Task description:
From the data underneath, reproduce exactly the stretch that begins at the line with "column 273, row 70" and ends after the line with "Placement rule: one point per instance of the ceiling".

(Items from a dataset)
--- START ---
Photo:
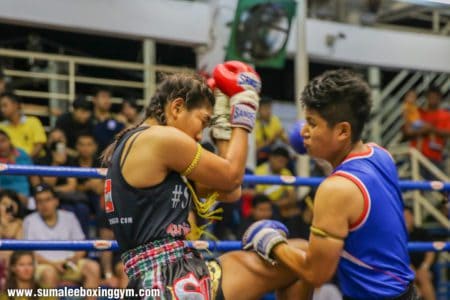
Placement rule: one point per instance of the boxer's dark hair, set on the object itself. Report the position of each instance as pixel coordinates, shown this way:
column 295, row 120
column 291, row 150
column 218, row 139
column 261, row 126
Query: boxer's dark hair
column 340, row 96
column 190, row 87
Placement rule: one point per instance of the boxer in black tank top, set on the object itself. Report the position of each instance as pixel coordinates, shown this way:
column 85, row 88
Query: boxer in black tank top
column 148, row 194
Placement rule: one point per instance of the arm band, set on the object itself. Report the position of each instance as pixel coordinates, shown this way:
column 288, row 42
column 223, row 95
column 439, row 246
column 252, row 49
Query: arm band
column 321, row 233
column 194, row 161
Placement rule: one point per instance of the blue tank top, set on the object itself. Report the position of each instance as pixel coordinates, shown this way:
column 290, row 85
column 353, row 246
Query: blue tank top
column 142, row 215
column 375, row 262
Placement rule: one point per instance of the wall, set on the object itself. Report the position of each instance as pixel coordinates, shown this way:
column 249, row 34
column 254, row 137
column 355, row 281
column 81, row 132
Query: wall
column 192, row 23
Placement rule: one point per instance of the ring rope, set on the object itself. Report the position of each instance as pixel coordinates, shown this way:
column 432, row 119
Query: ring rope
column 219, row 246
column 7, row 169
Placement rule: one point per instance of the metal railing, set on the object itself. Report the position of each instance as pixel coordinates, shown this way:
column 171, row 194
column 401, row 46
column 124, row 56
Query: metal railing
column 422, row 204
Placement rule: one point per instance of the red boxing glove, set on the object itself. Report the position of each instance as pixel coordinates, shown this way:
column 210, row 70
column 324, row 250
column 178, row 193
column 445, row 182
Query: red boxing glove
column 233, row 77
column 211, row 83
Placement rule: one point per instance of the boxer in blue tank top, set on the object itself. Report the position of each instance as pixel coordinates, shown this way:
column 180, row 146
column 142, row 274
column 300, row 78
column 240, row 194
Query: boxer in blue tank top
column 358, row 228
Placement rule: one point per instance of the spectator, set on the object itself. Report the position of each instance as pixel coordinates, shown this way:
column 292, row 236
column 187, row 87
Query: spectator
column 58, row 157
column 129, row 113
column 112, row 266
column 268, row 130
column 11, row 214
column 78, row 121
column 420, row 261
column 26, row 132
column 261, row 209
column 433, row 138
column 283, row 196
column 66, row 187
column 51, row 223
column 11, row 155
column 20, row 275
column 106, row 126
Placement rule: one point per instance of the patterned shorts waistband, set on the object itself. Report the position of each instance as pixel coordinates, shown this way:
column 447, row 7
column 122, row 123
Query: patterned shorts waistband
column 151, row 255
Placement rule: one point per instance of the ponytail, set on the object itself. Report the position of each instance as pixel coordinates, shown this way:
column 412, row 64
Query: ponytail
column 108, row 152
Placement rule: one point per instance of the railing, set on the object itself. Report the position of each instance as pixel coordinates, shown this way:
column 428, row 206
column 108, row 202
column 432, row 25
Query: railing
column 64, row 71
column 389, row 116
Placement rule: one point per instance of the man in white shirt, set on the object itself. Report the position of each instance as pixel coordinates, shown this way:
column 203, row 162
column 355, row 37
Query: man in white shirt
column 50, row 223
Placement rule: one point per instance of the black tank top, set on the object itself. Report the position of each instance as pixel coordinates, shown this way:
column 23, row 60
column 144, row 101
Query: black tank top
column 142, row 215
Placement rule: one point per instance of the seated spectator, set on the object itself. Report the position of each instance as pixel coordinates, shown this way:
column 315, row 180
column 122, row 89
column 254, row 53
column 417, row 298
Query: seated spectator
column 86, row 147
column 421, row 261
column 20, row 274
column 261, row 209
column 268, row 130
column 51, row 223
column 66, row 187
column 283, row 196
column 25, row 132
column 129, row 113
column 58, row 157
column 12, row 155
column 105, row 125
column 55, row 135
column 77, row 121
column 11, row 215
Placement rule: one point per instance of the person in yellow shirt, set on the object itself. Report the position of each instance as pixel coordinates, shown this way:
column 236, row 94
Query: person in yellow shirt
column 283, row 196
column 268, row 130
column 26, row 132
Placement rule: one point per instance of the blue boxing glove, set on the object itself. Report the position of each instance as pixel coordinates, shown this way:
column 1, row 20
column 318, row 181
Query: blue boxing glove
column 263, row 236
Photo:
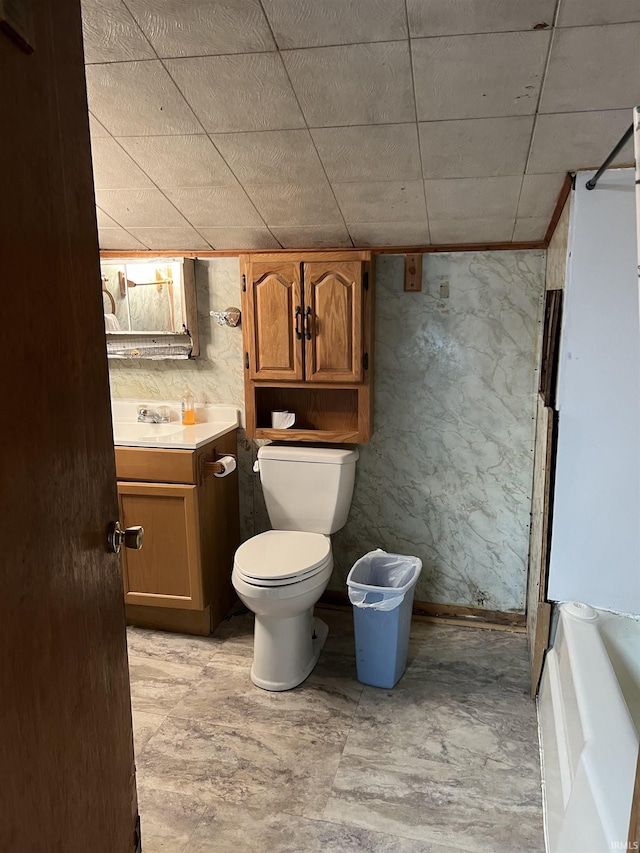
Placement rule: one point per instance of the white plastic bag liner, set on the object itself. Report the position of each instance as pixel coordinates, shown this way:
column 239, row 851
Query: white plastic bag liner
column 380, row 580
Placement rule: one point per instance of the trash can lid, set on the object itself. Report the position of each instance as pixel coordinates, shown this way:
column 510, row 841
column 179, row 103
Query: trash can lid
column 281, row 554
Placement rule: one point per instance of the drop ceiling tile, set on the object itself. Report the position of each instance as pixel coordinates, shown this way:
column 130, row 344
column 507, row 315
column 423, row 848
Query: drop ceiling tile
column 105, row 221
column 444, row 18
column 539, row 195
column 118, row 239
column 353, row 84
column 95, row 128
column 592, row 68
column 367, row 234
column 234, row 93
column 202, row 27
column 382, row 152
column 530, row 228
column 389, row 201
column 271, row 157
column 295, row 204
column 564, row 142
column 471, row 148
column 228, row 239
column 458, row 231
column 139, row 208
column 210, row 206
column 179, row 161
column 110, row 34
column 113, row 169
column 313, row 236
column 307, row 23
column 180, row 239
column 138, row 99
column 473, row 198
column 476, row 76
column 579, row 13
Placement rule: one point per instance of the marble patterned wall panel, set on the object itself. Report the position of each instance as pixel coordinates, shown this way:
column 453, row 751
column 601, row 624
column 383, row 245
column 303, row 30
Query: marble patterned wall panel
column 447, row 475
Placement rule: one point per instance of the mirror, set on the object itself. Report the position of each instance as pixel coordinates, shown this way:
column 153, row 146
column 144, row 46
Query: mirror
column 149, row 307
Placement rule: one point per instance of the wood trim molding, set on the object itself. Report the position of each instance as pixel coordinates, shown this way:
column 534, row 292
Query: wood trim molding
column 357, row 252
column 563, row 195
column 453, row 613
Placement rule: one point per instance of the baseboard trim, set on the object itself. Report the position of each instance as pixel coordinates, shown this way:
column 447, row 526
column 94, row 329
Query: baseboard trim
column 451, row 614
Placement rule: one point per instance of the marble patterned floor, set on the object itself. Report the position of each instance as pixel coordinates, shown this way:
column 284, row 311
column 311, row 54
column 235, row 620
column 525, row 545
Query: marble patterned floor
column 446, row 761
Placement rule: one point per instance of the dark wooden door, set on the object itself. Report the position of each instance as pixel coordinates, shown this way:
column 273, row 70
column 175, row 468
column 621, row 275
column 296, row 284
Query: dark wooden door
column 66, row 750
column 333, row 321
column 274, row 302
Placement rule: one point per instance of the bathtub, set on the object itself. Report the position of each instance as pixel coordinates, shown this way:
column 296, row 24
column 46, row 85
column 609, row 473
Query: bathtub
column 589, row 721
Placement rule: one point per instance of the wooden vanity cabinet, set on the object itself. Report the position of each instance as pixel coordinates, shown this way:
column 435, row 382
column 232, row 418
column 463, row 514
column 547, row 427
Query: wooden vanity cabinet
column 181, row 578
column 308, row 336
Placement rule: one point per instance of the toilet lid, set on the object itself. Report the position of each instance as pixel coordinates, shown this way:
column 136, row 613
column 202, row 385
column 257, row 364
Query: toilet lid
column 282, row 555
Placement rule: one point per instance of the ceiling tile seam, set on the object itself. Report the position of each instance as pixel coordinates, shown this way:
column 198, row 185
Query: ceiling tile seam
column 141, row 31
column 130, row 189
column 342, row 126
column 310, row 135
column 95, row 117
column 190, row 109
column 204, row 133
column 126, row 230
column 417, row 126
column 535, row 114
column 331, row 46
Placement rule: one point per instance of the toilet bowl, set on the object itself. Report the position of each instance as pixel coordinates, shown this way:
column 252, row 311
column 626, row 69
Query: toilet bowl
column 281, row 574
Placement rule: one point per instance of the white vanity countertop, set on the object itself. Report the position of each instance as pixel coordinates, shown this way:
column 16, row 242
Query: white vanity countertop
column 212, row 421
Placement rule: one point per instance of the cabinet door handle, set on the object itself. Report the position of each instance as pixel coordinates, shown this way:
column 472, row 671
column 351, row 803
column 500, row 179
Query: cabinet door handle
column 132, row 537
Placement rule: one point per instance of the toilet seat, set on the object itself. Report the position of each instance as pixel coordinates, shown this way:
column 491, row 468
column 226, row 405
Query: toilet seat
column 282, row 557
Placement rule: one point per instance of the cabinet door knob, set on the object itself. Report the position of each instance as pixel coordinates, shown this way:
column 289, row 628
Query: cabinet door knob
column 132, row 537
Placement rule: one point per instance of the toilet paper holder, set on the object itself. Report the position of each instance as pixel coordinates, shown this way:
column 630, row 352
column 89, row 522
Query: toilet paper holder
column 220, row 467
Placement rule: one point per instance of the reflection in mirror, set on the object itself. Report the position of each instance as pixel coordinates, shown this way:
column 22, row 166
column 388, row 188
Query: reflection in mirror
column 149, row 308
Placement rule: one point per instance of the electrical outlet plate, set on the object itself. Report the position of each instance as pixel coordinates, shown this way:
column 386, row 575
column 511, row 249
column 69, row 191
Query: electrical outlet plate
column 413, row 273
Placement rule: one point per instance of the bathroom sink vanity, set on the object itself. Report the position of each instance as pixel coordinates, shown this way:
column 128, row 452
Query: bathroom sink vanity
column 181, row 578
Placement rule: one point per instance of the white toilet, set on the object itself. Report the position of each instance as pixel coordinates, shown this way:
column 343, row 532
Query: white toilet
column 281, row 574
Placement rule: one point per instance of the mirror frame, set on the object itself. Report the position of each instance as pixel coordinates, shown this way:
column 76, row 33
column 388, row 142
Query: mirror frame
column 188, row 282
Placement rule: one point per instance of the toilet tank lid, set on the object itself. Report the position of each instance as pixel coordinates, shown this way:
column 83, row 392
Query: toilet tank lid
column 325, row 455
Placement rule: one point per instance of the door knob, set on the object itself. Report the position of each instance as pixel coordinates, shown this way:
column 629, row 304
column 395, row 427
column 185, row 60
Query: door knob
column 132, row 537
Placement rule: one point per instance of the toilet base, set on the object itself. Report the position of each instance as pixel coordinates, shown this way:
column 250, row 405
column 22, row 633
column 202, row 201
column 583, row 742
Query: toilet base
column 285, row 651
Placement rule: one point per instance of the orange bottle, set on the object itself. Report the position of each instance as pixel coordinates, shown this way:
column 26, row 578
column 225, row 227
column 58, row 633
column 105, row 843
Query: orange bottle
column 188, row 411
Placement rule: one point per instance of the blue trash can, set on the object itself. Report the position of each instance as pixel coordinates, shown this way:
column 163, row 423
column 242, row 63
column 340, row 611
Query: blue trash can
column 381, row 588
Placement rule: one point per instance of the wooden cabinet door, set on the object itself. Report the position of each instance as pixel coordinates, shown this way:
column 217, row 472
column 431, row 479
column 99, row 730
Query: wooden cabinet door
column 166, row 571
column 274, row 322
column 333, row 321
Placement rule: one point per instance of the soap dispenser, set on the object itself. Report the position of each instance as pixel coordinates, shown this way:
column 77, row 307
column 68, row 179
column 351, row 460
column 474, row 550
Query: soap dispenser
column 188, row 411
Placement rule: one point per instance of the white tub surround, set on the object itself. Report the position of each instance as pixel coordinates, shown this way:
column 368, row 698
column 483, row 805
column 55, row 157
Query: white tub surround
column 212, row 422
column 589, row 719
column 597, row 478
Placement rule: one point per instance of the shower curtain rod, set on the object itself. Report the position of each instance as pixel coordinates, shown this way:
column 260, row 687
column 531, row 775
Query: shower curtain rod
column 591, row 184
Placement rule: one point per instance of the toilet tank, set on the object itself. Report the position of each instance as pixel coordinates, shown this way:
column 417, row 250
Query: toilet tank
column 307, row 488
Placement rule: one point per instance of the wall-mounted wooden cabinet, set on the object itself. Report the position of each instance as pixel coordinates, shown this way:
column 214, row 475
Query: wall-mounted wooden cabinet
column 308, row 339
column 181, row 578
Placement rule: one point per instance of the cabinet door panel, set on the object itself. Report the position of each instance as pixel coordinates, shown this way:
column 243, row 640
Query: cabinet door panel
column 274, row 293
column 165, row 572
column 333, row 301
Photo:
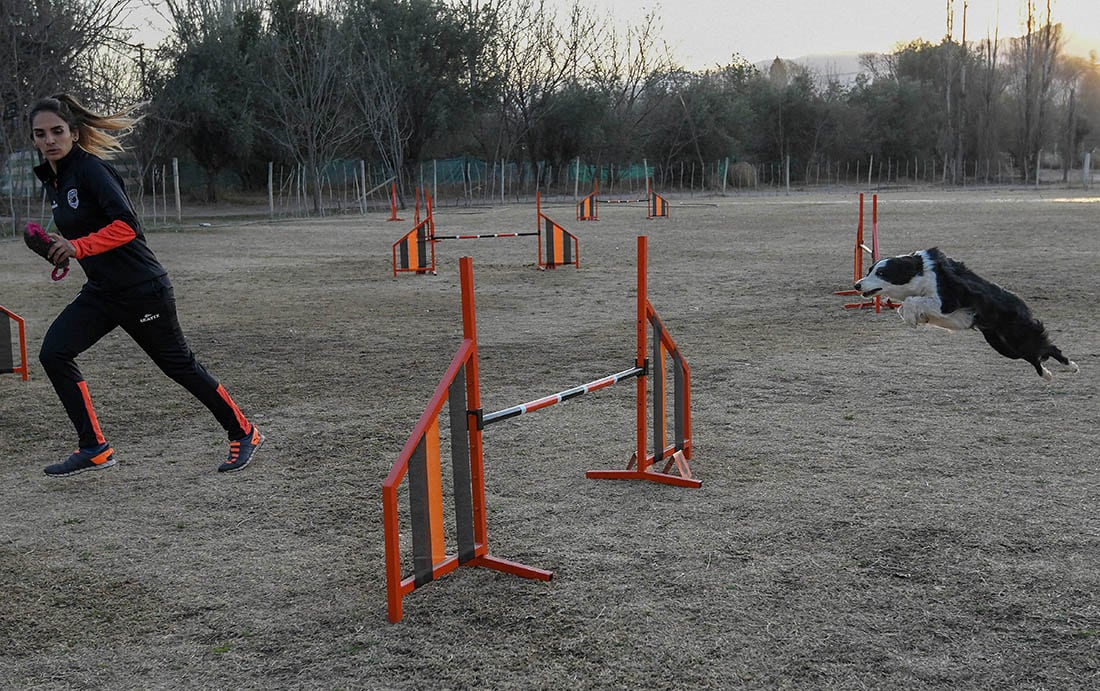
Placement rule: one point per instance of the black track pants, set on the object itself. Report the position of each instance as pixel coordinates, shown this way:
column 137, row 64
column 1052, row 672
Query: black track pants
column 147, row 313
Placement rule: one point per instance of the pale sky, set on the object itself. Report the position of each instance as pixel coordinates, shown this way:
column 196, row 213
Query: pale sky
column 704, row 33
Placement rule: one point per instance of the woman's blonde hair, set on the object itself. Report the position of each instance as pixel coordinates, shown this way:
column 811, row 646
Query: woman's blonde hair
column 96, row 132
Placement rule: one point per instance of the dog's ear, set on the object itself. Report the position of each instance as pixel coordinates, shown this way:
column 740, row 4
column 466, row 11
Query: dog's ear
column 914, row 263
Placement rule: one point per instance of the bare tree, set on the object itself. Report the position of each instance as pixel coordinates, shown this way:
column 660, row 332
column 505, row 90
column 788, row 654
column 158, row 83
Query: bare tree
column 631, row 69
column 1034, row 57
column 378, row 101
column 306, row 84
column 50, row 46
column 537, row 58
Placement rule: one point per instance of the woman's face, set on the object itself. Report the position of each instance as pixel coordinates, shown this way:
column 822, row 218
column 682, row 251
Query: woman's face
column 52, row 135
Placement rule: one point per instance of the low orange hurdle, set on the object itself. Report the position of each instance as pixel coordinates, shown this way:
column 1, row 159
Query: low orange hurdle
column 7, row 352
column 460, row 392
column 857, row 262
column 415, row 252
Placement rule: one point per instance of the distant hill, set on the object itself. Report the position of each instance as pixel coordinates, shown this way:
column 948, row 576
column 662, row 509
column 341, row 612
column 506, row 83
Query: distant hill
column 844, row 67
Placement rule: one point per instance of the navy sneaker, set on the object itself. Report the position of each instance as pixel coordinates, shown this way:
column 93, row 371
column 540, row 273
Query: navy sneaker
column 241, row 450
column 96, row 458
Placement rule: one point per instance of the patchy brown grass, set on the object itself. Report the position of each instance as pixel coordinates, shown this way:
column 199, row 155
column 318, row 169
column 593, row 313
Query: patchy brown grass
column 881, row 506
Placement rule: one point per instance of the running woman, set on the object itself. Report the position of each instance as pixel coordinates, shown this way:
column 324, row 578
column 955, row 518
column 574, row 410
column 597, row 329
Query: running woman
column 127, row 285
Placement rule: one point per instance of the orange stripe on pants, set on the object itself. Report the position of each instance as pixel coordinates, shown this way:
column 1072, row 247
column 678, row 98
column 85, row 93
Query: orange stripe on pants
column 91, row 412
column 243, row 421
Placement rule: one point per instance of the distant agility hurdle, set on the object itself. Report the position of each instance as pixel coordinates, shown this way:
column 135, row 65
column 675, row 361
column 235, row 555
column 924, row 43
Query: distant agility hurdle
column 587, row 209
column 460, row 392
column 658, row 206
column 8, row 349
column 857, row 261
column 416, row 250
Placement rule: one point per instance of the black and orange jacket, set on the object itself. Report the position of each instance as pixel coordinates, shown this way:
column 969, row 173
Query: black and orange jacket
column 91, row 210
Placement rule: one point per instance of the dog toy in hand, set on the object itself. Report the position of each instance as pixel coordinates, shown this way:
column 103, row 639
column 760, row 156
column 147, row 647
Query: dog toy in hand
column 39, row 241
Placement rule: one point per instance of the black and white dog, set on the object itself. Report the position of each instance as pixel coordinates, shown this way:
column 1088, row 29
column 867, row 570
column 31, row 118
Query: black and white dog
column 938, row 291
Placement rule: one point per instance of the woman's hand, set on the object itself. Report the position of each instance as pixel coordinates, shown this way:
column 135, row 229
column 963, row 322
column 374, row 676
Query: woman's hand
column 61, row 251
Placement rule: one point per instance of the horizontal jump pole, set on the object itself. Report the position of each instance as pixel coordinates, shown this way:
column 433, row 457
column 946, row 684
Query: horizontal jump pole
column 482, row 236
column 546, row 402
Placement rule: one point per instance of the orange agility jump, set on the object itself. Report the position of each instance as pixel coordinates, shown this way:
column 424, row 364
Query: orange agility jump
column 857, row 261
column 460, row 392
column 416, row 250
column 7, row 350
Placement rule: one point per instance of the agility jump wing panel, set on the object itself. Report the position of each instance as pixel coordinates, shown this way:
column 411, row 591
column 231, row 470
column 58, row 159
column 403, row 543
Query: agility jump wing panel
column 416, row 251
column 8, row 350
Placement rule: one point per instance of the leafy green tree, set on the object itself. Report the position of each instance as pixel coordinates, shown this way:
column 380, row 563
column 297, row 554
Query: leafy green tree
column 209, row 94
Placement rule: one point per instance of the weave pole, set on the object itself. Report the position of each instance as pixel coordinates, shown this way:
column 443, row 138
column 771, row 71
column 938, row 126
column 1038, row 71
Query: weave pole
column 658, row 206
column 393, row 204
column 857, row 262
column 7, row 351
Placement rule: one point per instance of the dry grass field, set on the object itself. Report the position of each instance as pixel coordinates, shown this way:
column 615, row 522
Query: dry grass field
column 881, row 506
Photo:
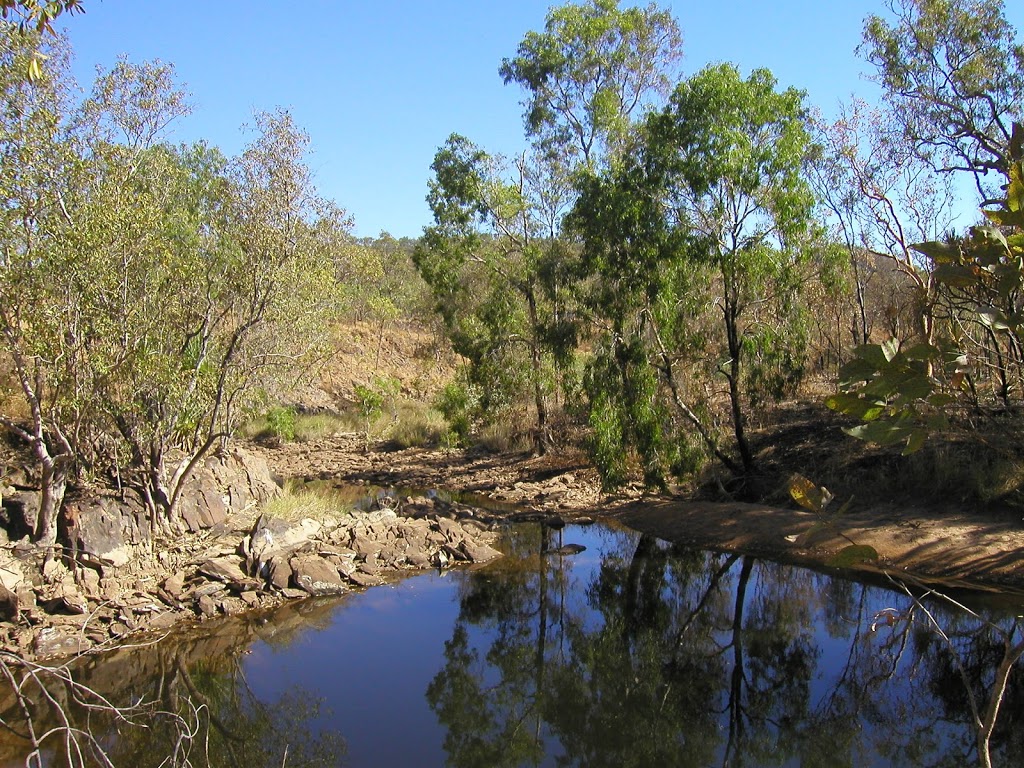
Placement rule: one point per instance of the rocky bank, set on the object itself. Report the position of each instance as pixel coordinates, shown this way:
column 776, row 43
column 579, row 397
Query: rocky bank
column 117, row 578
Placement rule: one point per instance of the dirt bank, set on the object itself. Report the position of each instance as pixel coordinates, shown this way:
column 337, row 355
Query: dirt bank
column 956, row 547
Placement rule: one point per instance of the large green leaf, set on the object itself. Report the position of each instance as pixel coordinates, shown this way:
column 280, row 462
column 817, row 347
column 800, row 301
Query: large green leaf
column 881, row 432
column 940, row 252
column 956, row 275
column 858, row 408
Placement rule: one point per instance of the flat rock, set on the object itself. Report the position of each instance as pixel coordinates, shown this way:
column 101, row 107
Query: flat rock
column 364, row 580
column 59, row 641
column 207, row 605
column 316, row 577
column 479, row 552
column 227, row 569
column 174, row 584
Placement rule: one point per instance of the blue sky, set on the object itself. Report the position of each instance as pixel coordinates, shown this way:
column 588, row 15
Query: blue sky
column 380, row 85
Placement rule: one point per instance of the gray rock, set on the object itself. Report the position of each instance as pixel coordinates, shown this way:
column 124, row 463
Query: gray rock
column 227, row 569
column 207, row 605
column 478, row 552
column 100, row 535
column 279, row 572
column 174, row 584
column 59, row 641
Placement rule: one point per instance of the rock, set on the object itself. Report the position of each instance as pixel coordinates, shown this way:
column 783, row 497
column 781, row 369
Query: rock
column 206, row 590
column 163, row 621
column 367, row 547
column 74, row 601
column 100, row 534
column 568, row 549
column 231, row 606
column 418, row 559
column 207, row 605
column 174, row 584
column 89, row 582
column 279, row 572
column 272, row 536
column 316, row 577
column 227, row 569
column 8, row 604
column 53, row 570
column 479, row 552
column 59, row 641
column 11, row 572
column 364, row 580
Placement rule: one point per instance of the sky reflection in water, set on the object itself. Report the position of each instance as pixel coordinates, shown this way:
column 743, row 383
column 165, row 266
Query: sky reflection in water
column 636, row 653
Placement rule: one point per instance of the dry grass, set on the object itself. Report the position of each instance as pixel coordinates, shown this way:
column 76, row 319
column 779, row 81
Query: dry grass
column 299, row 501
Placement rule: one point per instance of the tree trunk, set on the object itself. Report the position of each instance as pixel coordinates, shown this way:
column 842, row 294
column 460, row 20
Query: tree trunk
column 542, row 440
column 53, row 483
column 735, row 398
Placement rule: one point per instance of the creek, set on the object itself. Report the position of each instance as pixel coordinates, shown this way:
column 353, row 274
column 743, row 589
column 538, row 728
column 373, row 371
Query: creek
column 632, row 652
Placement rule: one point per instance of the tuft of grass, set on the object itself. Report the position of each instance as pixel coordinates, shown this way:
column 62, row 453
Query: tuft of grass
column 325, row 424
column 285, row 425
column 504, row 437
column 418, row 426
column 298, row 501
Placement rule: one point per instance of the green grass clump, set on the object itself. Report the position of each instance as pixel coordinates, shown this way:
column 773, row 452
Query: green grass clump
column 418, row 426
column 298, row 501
--- END ---
Expected output:
column 273, row 70
column 175, row 468
column 621, row 275
column 296, row 284
Query: dark wooden door
column 66, row 750
column 333, row 321
column 274, row 302
Placement rule: one point per instance of the bathtub, set on the object itself. Report the position of each instance as pixel coordinates, shown this way:
column 296, row 24
column 46, row 85
column 609, row 473
Query: bathtub
column 589, row 721
Placement rule: one point per instance of the wooden vanity cabinet, set on the object itself. Report the position of each instance as pixel coordinates, shown this way:
column 435, row 382
column 232, row 418
column 463, row 514
column 547, row 427
Query: wooden vanity cabinet
column 181, row 578
column 308, row 336
Placement rule: one point per instance of the toilet lid, set on the object itself. Report the position of each instance as pixel coordinates, shown this way:
column 136, row 613
column 202, row 385
column 257, row 364
Query: toilet lid
column 282, row 555
Placement rule: one point per instance of the ceiling tile seam, set on the object itself. Report the position of each instance as pixel coordinates, shown this way:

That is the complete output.